# EXERCISE DIRECTIONS:
Among the lines below, restate word for word only those from the line with "Your task: a point for each instance of the orange" through the line with "white floor, each", with both end lines kept.

# EXCERPTED RECORDS:
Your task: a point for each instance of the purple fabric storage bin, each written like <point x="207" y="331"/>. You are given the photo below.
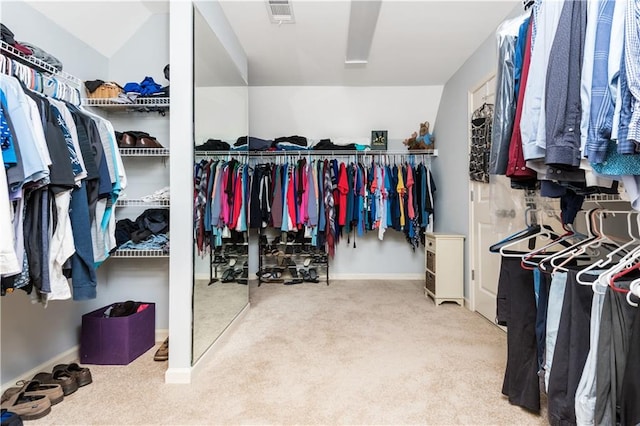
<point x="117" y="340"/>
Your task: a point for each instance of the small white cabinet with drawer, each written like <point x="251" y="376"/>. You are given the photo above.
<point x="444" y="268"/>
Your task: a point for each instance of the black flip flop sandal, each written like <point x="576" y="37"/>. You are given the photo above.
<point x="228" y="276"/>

==

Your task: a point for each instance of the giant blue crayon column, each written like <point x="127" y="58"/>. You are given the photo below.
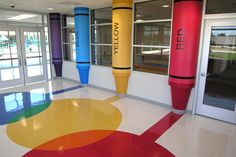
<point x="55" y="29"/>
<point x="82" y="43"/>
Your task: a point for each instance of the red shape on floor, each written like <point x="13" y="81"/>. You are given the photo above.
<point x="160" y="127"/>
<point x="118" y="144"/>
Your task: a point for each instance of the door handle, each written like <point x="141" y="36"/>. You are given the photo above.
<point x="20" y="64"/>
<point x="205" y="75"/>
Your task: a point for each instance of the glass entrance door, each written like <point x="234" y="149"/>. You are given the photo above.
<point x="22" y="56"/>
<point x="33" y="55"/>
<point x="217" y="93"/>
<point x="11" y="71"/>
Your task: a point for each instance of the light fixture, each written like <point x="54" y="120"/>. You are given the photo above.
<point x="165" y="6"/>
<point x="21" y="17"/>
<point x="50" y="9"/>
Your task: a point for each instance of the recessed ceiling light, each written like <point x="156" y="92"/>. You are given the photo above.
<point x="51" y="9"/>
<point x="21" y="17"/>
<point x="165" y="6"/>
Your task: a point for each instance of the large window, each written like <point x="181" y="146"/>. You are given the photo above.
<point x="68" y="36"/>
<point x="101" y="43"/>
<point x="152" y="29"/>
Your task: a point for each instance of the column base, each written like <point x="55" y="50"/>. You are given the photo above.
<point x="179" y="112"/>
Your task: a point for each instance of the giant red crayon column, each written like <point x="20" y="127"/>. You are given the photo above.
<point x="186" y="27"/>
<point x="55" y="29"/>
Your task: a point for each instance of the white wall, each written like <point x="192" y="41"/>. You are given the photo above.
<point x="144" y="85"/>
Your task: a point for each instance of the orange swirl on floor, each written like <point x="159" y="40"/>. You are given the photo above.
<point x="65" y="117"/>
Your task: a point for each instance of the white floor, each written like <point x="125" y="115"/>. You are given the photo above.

# WRITTEN RESPONSE:
Your task: a point for each instance of the orange swirl on floor, each written like <point x="159" y="40"/>. You are given the photo above.
<point x="65" y="117"/>
Your task: a point for each instance of the white floor, each written like <point x="125" y="115"/>. You are given the photo above.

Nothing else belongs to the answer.